The table was created in spark-sql as ORC table
use asehadoop;
drop table if exists tt;
create table tt (
owner varchar(30)
,object_name varchar(30)
,subobject_name varchar(30)
,object_id bigint
,data_object_id bigint
,object_type varchar(19)
,created timestamp
,last_ddl_time timestamp
,timestamp varchar(19)
,status varchar(7)
,temporary2 varchar(1)
,generated varchar(1)
,secondary varchar(1)
,namespace bigint
,edition_name varchar(30)
,padding1 varchar(4000)
,padding2 varchar(3500)
,attribute varchar(32)
,op_type int
,op_time timestamp
)
CLUSTERED BY (object_id) INTO 256 BUCKETS
STORED AS ORC
TBLPROPERTIES ( "orc.compress"="SNAPPY",
"transactional"="true",
"orc.create.index"="true",
"orc.bloom.filter.columns"="object_id",
"orc.bloom.filter.fpp"="0.05",
"orc.stripe.size"="268435456",
"orc.row.index.stride"="10000" )
;
show create table tt;
INSERT INTO TABLE tt
SELECT
owner
, object_name
, subobject_name
, object_id
, data_object_id
, object_type
, cast(created AS timestamp)

Written instruction: Name every column in the spark-sql table definition above that is declared with the bigint type.

Supplied information:

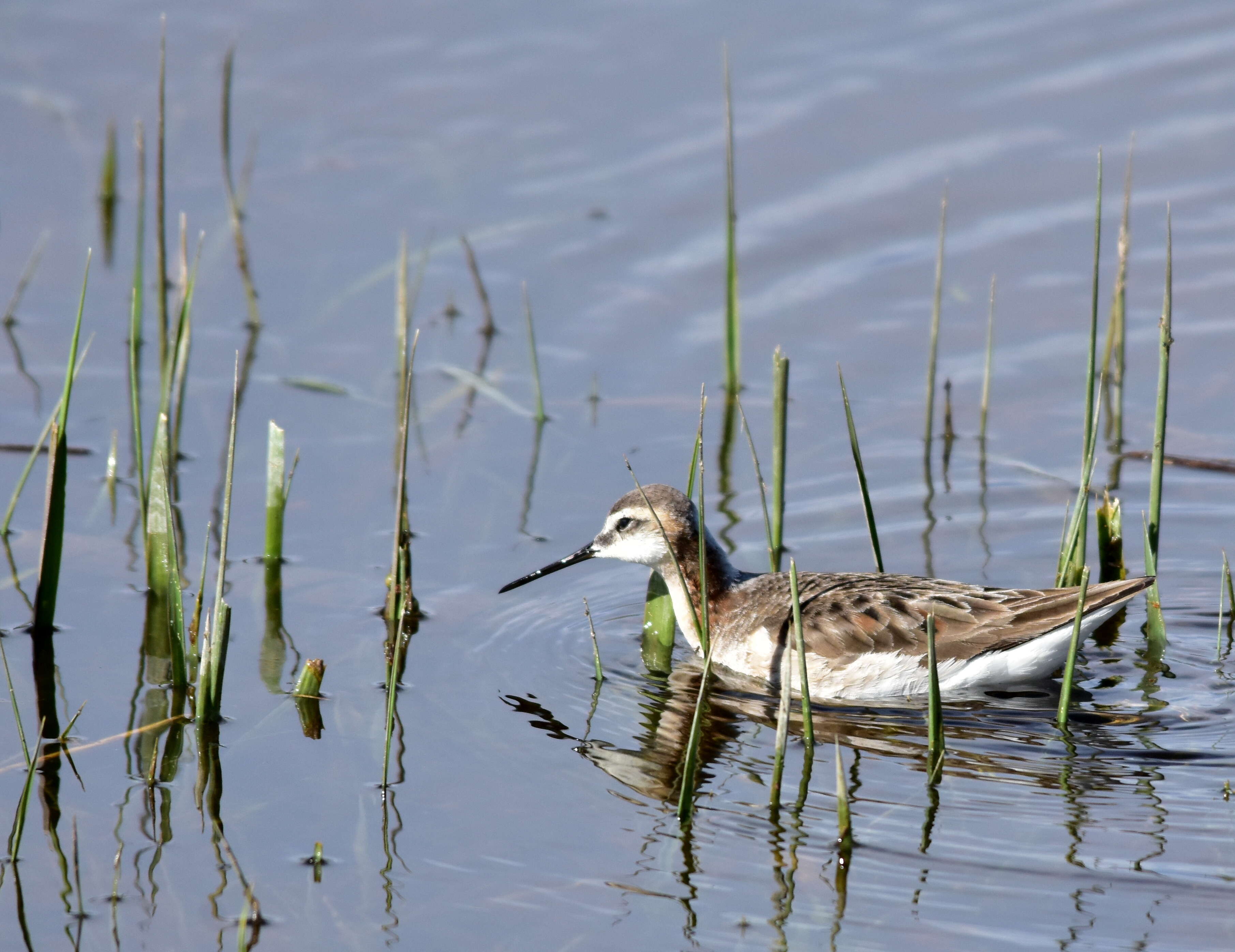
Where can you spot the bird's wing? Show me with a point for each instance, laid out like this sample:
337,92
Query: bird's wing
845,615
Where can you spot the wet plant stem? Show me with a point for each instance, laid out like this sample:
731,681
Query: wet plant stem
937,307
861,476
1061,715
780,420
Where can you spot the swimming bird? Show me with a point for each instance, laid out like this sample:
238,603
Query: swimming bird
865,634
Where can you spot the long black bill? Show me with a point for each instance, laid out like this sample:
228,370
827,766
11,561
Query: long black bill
583,555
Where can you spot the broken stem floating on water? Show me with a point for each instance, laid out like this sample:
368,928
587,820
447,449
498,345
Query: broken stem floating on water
861,476
1061,715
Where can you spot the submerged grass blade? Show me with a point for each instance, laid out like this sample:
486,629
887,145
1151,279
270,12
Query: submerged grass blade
861,476
163,557
309,684
135,323
596,648
808,723
57,473
1061,714
844,824
937,307
532,345
780,419
733,318
782,727
934,708
986,366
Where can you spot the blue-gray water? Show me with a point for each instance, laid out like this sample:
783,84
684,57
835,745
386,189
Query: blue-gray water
582,150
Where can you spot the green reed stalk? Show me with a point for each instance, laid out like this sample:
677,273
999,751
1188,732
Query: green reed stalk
596,646
57,475
733,318
1061,715
808,722
861,476
1111,540
162,552
217,657
401,515
135,322
235,209
278,487
934,707
35,451
782,727
532,345
19,820
691,759
160,199
1117,328
1223,582
1072,556
1165,342
780,419
196,626
937,308
108,194
844,823
986,366
764,489
309,684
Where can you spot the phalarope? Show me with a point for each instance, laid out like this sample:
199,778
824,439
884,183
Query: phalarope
865,633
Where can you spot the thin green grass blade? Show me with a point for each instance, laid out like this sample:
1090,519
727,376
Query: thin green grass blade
57,473
1061,714
937,309
808,722
532,346
733,316
1223,582
135,324
986,367
861,476
1165,342
782,727
934,708
1111,540
780,420
163,557
596,646
309,684
276,502
844,823
691,757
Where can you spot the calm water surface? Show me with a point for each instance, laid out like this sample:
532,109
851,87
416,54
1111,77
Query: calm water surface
581,149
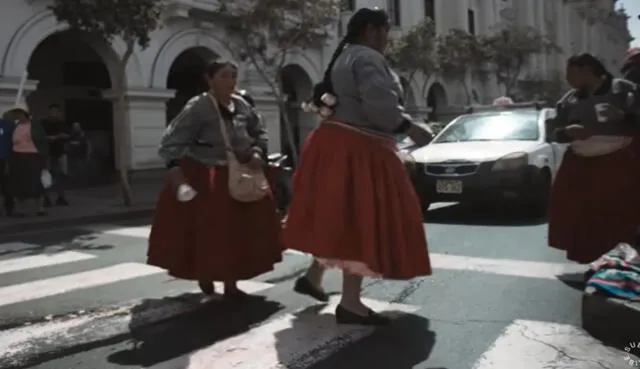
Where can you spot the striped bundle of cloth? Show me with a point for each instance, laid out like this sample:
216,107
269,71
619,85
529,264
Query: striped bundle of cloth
617,273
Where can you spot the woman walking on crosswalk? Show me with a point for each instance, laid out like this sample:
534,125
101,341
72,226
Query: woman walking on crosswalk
353,205
199,231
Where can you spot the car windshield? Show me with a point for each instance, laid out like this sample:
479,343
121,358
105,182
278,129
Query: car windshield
499,126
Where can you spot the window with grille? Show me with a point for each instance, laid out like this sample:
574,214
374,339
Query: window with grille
393,8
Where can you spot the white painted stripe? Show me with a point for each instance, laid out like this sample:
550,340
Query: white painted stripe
515,268
138,232
19,343
529,344
67,283
292,341
11,247
40,261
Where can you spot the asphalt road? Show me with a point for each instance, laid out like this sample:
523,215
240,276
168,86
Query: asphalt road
494,277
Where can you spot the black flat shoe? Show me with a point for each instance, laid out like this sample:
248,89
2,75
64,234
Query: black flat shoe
344,316
206,288
304,287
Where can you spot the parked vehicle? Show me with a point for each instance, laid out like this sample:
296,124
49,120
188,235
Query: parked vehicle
492,153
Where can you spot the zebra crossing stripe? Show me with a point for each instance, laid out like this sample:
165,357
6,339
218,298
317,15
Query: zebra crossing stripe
40,261
294,341
528,344
54,286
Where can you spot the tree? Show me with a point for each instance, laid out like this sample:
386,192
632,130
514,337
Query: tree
413,53
266,33
511,48
106,20
458,53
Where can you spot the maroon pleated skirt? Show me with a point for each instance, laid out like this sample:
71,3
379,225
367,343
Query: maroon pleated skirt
595,203
354,207
213,237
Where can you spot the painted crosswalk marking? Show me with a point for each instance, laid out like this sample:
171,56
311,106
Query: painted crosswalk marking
40,261
54,286
293,341
528,344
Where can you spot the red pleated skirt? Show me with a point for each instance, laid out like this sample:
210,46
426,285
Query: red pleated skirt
213,237
595,203
354,207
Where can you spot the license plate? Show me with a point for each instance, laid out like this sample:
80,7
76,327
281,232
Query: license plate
446,186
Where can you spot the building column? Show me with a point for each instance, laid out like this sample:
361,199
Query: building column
145,123
9,86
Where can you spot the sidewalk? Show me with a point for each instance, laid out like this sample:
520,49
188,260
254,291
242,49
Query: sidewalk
96,204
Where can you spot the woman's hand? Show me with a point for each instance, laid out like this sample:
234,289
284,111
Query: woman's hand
419,135
577,132
256,162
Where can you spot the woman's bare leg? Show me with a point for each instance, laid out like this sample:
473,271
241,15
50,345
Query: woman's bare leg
351,290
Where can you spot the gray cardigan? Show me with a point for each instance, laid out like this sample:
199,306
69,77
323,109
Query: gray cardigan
195,133
368,92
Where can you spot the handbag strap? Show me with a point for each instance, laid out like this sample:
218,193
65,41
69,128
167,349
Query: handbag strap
223,123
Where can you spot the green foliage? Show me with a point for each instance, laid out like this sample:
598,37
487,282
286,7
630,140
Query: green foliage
414,50
132,20
267,30
510,49
458,51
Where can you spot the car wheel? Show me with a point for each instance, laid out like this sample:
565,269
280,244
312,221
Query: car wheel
539,201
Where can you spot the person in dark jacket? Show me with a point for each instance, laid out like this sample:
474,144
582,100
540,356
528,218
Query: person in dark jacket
7,125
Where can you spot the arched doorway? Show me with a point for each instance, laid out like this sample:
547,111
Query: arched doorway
186,77
296,86
436,100
71,74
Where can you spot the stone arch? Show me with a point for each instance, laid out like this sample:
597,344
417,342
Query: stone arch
437,99
41,25
175,45
297,85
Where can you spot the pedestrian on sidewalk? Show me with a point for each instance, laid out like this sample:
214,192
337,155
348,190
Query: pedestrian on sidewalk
353,205
27,160
57,131
7,124
595,198
213,237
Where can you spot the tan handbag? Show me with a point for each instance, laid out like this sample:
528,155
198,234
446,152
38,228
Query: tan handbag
245,184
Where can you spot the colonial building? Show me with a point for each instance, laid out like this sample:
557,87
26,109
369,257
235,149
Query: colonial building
77,73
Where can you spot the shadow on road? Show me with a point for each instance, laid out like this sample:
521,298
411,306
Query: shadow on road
403,345
574,280
498,215
174,339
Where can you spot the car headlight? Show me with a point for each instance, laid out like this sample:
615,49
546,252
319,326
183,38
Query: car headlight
513,161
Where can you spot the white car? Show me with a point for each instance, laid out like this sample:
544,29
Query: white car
491,154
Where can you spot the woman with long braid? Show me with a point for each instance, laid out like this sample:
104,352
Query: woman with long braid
353,205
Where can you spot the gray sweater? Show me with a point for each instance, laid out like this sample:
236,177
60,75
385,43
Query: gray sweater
195,132
368,92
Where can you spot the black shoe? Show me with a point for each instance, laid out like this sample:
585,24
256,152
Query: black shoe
304,287
344,316
62,202
206,288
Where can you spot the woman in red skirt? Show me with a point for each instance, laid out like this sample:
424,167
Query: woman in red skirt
210,236
353,205
595,199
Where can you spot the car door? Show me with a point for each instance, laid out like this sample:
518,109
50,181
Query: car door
558,149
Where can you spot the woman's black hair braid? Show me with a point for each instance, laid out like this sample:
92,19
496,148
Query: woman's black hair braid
356,26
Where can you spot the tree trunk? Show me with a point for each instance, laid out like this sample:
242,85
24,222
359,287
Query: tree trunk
121,120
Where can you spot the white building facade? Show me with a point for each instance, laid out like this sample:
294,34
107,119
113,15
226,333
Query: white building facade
77,73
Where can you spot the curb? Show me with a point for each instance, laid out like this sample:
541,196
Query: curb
10,229
611,320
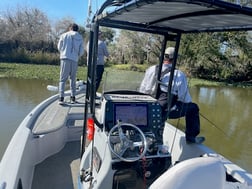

Response below: object_id, data_object_id, namespace